* **What you should do**:
Return the material below word for word, leaving out the pictures.
--- Begin Dataset ---
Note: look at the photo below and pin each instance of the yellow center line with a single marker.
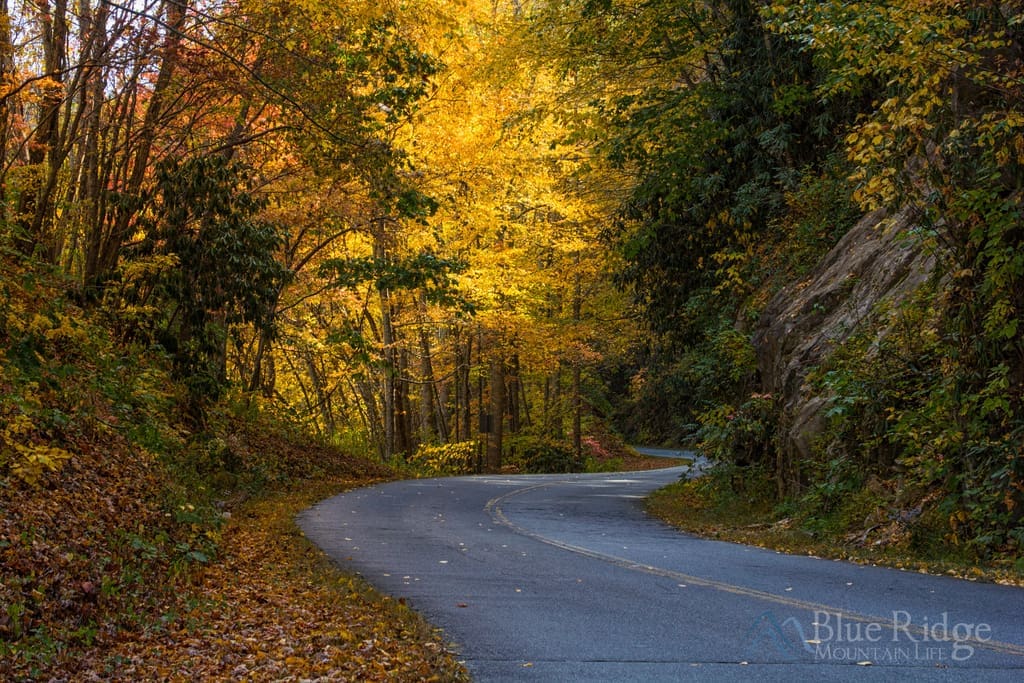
(494, 508)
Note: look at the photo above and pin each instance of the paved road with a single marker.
(564, 579)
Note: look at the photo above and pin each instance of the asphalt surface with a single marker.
(563, 578)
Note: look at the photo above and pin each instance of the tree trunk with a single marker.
(108, 246)
(497, 390)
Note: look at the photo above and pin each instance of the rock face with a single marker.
(808, 319)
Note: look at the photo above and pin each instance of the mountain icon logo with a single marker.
(784, 638)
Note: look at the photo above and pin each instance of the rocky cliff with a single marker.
(875, 262)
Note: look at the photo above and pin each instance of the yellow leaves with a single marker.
(26, 459)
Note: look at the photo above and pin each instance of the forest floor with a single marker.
(115, 569)
(103, 579)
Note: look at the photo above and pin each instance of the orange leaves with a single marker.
(275, 609)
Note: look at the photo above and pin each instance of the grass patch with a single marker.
(863, 527)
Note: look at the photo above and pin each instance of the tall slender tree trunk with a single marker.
(105, 248)
(498, 390)
(578, 371)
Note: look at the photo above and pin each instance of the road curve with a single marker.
(563, 578)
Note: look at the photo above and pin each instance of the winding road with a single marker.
(563, 578)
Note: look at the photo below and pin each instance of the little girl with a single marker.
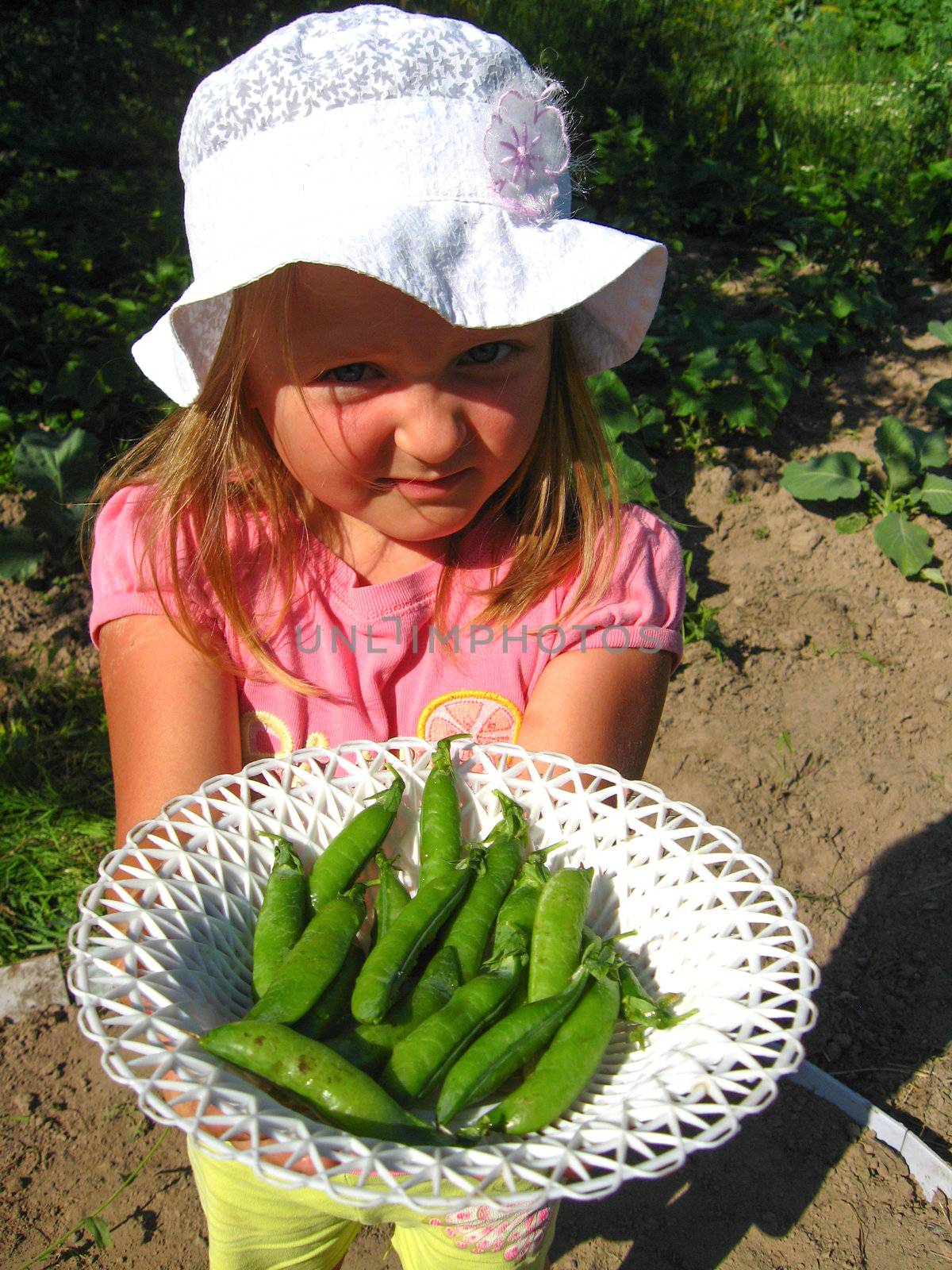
--- End Dataset ---
* **Solution to the exercise**:
Note: look at the photo below and pin each instance of the yellow center line with a single marker.
(494, 508)
Note: look at the photo above and pin each instance of the paved road with a single marker.
(564, 579)
Note: look at the photo above and pin each instance of the asphalt surface with a single marker.
(563, 578)
Note: look at the photo above and pin each instance of the tree trunk with a single marker.
(108, 246)
(497, 390)
Note: look at the photo above and pin each instance of the rock face with a single marker.
(808, 319)
Note: look at the photo above and pin each instance of the mountain icon logo with a single marker.
(784, 638)
Note: look at the photo above and pin each instance of the rocky cliff with a single marker.
(875, 262)
Note: look at the photo above and pin each instance of the yellow leaves with a single marker.
(26, 459)
Note: look at the photo above and pin each instance of the forest floor with a single marker.
(115, 569)
(103, 579)
Note: look at the photo above and pin each instance of the orange leaves with a single marker.
(275, 609)
Note: look at the photo above and pin each instance of the grass patch with a single marker.
(863, 527)
Note: look at the photo above and pin each instance of the tall slender tree trunk with a single marker.
(105, 248)
(498, 390)
(578, 371)
Note: look at the photo above and pin each instance of the road curve with a single marker.
(563, 578)
Note: look at the photo above and pin each instance of the winding road with a single marker.
(563, 578)
Note: look at the photo below and pin each instance of the little girl with a single marker.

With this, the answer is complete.